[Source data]
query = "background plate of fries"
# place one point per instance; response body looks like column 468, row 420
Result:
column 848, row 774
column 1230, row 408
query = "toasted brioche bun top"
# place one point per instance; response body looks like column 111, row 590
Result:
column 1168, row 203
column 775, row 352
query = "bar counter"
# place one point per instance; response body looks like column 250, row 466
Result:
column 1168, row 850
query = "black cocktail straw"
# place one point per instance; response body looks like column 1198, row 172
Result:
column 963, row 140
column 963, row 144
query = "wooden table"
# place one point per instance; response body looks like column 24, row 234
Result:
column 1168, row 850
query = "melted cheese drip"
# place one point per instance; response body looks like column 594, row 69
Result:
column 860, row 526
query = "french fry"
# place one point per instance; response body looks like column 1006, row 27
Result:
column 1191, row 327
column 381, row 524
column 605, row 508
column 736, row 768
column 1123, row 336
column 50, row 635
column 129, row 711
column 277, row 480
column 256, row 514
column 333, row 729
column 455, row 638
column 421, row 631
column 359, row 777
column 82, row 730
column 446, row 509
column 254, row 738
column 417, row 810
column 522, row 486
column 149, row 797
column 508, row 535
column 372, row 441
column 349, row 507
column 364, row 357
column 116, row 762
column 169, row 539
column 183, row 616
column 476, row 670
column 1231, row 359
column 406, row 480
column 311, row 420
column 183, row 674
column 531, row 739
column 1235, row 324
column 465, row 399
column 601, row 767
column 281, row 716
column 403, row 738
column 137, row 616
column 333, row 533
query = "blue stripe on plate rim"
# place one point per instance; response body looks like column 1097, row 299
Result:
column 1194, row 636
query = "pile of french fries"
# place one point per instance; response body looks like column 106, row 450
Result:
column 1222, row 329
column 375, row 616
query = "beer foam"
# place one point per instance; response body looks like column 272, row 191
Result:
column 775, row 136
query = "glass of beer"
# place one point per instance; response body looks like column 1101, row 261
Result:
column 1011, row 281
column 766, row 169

What is required
Go through the data line by line and say how many lines contain "query". Give the number alone.

Result of this task
11